* [TASK BRIEF] Count the lines in the material below that contain the word "clicks". Reply with the number only.

* [DATA UNDER STUDY]
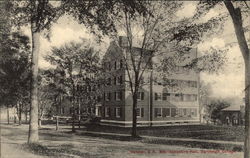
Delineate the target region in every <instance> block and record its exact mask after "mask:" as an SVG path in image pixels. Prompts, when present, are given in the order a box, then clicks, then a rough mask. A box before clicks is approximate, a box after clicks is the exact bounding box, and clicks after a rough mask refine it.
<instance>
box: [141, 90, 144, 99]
mask: <svg viewBox="0 0 250 158" xmlns="http://www.w3.org/2000/svg"><path fill="white" fill-rule="evenodd" d="M141 100H144V92H141Z"/></svg>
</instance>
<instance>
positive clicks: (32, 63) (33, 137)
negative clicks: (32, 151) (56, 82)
mask: <svg viewBox="0 0 250 158" xmlns="http://www.w3.org/2000/svg"><path fill="white" fill-rule="evenodd" d="M36 28H37V27H36V24H35V23H34V22H33V23H32V24H31V31H32V79H31V105H30V124H29V136H28V143H36V142H38V141H39V136H38V97H37V92H38V83H37V76H38V56H39V47H40V31H38V30H37V29H36Z"/></svg>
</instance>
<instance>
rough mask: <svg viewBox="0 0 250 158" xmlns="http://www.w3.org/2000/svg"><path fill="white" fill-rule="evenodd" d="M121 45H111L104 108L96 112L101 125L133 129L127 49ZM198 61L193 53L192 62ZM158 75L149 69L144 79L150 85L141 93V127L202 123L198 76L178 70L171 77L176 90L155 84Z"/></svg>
mask: <svg viewBox="0 0 250 158" xmlns="http://www.w3.org/2000/svg"><path fill="white" fill-rule="evenodd" d="M119 43H120V44H119ZM119 43H117V42H114V41H113V42H111V43H110V46H109V48H108V50H107V52H106V54H105V56H104V58H103V63H104V68H105V72H104V74H105V77H106V78H107V84H106V85H105V86H104V87H103V91H104V93H103V102H102V106H101V107H97V110H99V111H100V112H101V118H102V119H101V124H103V125H111V126H122V127H129V126H132V103H133V102H132V95H131V92H130V89H129V88H128V84H129V83H128V82H127V81H128V75H127V71H126V69H125V64H124V61H123V55H124V54H126V48H125V47H123V46H122V45H121V42H119ZM135 49H136V48H135ZM196 57H197V51H196V49H193V50H191V51H190V53H189V58H190V59H194V58H196ZM155 73H157V72H155V71H154V70H153V69H152V70H150V69H148V70H146V72H145V73H144V75H143V80H145V81H149V82H145V83H148V84H144V85H143V86H142V87H141V88H140V90H139V93H138V98H137V99H138V104H137V123H138V125H139V126H151V125H153V126H164V125H169V124H187V123H199V116H200V115H199V102H198V87H199V73H197V72H195V71H194V70H191V69H188V70H187V69H185V68H184V67H182V66H179V68H178V70H177V71H176V72H174V73H173V74H171V75H169V77H168V79H169V80H170V81H172V82H174V83H175V85H177V86H175V87H177V88H173V87H172V86H164V83H163V81H161V80H159V79H158V80H157V81H155V80H152V78H153V76H155Z"/></svg>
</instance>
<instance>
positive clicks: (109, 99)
mask: <svg viewBox="0 0 250 158" xmlns="http://www.w3.org/2000/svg"><path fill="white" fill-rule="evenodd" d="M104 100H106V101H110V100H111V93H110V92H108V93H104Z"/></svg>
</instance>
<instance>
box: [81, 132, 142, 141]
mask: <svg viewBox="0 0 250 158" xmlns="http://www.w3.org/2000/svg"><path fill="white" fill-rule="evenodd" d="M79 135H84V136H90V137H95V138H104V139H110V140H118V141H139V140H142V137H140V136H137V137H135V138H134V137H131V136H118V135H104V134H93V133H87V132H86V133H84V134H79Z"/></svg>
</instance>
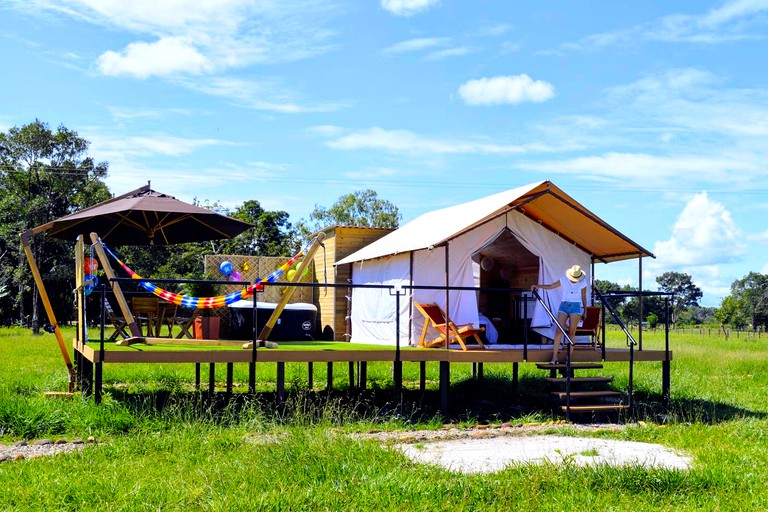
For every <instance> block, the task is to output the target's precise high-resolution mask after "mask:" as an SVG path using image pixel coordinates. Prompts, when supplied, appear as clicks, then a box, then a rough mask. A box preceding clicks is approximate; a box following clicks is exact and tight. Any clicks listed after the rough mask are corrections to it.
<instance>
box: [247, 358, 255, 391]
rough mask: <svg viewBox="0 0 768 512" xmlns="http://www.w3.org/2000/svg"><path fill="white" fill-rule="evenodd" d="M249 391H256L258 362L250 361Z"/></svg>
mask: <svg viewBox="0 0 768 512" xmlns="http://www.w3.org/2000/svg"><path fill="white" fill-rule="evenodd" d="M248 392H249V393H255V392H256V362H255V361H251V362H250V363H248Z"/></svg>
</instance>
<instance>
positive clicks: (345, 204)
mask: <svg viewBox="0 0 768 512" xmlns="http://www.w3.org/2000/svg"><path fill="white" fill-rule="evenodd" d="M309 217H310V219H311V220H313V221H315V222H316V223H317V224H319V225H320V226H321V227H320V229H322V228H326V227H328V226H333V225H337V226H359V227H375V228H396V227H398V225H399V223H400V219H401V215H400V213H399V212H398V210H397V206H395V205H394V204H392V203H390V202H389V201H386V200H384V199H379V198H378V195H377V194H376V192H375V191H373V190H371V189H366V190H359V191H357V192H354V193H352V194H346V195H343V196H341V197H339V199H338V201H336V203H334V205H333V206H331V207H330V208H327V209H326V208H324V207H322V206H317V205H315V210H314V211H313V212H312V213H311V214H310V216H309Z"/></svg>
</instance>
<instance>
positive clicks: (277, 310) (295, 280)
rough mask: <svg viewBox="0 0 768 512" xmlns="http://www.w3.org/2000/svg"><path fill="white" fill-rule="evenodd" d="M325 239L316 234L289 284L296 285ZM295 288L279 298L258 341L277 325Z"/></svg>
mask: <svg viewBox="0 0 768 512" xmlns="http://www.w3.org/2000/svg"><path fill="white" fill-rule="evenodd" d="M324 239H325V233H324V232H322V231H321V232H319V233H318V234H317V237H316V238H315V241H314V242H312V245H311V246H309V250H307V254H305V255H304V258H303V259H302V260H301V263H300V264H299V267H298V268H297V269H296V274H294V276H293V279H291V281H290V282H291V283H297V282H298V281H299V279H301V275H302V274H303V273H304V270H305V269H306V268H307V265H309V262H310V261H312V259H313V258H314V256H315V252H317V249H318V248H319V247H320V244H321V243H322V242H323V240H324ZM296 288H298V287H297V286H289V287H287V288H286V289H285V290H284V291H283V294H282V296H281V297H280V301H279V302H278V303H277V305H276V306H275V310H274V311H273V312H272V314H271V315H270V316H269V319H268V320H267V323H266V324H265V325H264V327H263V328H262V329H261V332H260V333H259V337H258V338H257V339H258V340H262V341H266V340H267V336H269V333H270V332H272V328H273V327H274V326H275V324H276V323H277V319H278V318H280V314H281V313H282V312H283V309H284V308H285V305H286V304H288V301H289V300H291V297H292V296H293V292H295V291H296ZM243 348H246V349H247V348H253V342H249V343H246V344H244V345H243Z"/></svg>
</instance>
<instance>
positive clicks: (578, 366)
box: [536, 363, 603, 370]
mask: <svg viewBox="0 0 768 512" xmlns="http://www.w3.org/2000/svg"><path fill="white" fill-rule="evenodd" d="M567 367H568V365H566V364H565V363H555V364H552V363H538V364H537V365H536V368H538V369H539V370H565V369H566V368H567ZM602 367H603V365H602V364H600V363H571V370H599V369H601V368H602Z"/></svg>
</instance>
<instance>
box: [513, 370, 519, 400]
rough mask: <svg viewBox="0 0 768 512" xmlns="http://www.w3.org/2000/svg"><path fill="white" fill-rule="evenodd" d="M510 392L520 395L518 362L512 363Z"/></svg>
mask: <svg viewBox="0 0 768 512" xmlns="http://www.w3.org/2000/svg"><path fill="white" fill-rule="evenodd" d="M512 394H513V395H514V396H515V397H516V398H517V397H519V396H520V363H512Z"/></svg>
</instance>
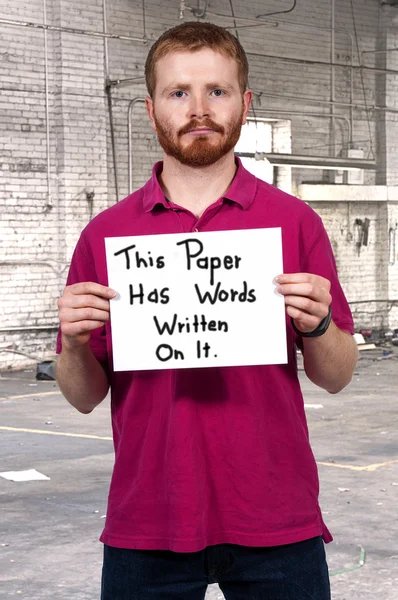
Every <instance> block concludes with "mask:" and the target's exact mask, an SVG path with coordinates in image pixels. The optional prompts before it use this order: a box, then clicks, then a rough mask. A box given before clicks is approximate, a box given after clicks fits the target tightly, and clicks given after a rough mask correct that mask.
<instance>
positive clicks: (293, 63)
mask: <svg viewBox="0 0 398 600" xmlns="http://www.w3.org/2000/svg"><path fill="white" fill-rule="evenodd" d="M246 54H247V56H256V57H260V58H268V59H270V60H279V61H281V62H287V63H293V64H299V65H311V66H321V67H332V66H333V67H339V68H341V69H350V68H351V65H344V64H342V63H331V62H327V61H324V60H306V59H304V58H290V57H286V56H275V55H274V54H261V53H260V52H246ZM352 68H353V69H358V70H359V71H360V70H365V71H374V72H375V73H384V74H386V75H398V70H396V69H378V68H377V67H367V66H365V65H352Z"/></svg>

* [ANSWER TO THIS PROBLEM] 10